#### Jouw opdracht:
Waarom weigerde de krant, volgens het bericht over de zaak tussen Google en de Spaanse privacywaakhond, het artikel te verwijderen?

#### Gekozen fragment:
────────────────────────────────────────

Zoekmachines zijn niet verplicht om gevoelige data die is geïndexeerd te verwijderen. omdat zij niet gezien kunnen worden als 'beheerder' van de gevoelige informatie zoals in de Richtlijn bescherming persoonsgegevens staat beschreven.
Dat is te lezen in een advies van de advocaat-generaal van het Europese Hof van Justitie in een zaak tussen Google en de Spaanse privacywaakhond Agencia Española de Protección de Datos. Volgens de advocaat-generaal valt Google niet onder de Europese Richtlijn bescherming persoonsgegevens omdat het enkel data van derde partijen indexeert, en is het niet verplicht om gevoelige informatie te verwijderen. De data moet uiteraard wel met instemming van de website-eigenaren zijn geïndexeerd.
De zaak is gestart door een Spaanse man die in 1998 werd genoemd in een krantenartikel, omdat zijn huis werd geveild vanwege openstaande schulden. In 2009 deed de man een verzoek aan de krant om zijn naam te verwijderen zodat het artikel niet meer in de zoekresultaten van Google verscheen als op zijn naam werd gezocht. De krant weigerde het artikel te verwijderen omdat het op bevel van het ministerie van Arbeid en Sociale Zaken was geplaatst.
Vervolgens klopte de man aan bij Google met het verzoek dat als er op zijn naam werd gezocht, er geen links naar de betreffende krant getoond werden, maar dat verzoek werd door de zoekgigant niet ingewilligd. Hierop deed hij zijn beklag bij de Spaanse privacywaakhond, die op zijn beurt een rechtszaak startte. De Spaanse rechter heeft het Europese Hof van Justitie verzocht om een zogenaamde prejudiciële beslissing te nemen.
Het gaat nog om een advies van de advocaat-generaal, maar dat wordt doorgaans overgenomen door de rechters van het Europese Hof van Justitie die de uiteindelijke uitspraak doen. Dat zal vermoedelijk over enkele maanden gebeuren; de precieze datum staat nog niet vast.

────────────────────────────────────────

(Gegevensitems)
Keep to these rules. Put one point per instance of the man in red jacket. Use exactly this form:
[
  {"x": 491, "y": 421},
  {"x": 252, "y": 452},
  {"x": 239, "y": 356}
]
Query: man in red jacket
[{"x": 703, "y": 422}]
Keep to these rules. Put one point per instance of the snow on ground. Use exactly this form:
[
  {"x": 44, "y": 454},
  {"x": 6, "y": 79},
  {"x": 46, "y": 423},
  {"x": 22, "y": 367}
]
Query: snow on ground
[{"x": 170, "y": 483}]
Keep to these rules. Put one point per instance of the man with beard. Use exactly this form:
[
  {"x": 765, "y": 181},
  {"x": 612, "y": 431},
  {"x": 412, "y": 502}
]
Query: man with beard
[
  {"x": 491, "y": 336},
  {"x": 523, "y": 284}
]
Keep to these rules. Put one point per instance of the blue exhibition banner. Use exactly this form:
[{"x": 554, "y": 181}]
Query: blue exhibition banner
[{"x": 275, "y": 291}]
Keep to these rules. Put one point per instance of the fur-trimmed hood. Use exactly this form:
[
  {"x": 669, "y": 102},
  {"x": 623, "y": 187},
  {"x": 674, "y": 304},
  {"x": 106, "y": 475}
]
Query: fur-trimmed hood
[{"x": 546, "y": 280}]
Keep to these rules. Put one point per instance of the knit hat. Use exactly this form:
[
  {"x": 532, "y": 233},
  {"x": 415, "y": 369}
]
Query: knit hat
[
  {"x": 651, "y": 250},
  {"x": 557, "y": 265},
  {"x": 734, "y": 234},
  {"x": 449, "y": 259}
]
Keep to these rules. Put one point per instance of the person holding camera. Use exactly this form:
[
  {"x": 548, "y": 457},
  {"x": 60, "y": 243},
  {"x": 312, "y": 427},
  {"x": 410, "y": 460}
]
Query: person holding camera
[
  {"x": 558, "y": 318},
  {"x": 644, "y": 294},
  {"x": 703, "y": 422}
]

────────────────────────────────────────

#### Het resultaat:
Omdat het artikel op bevel van het ministerie van Arbeid en Sociale Zaken was geplaatst.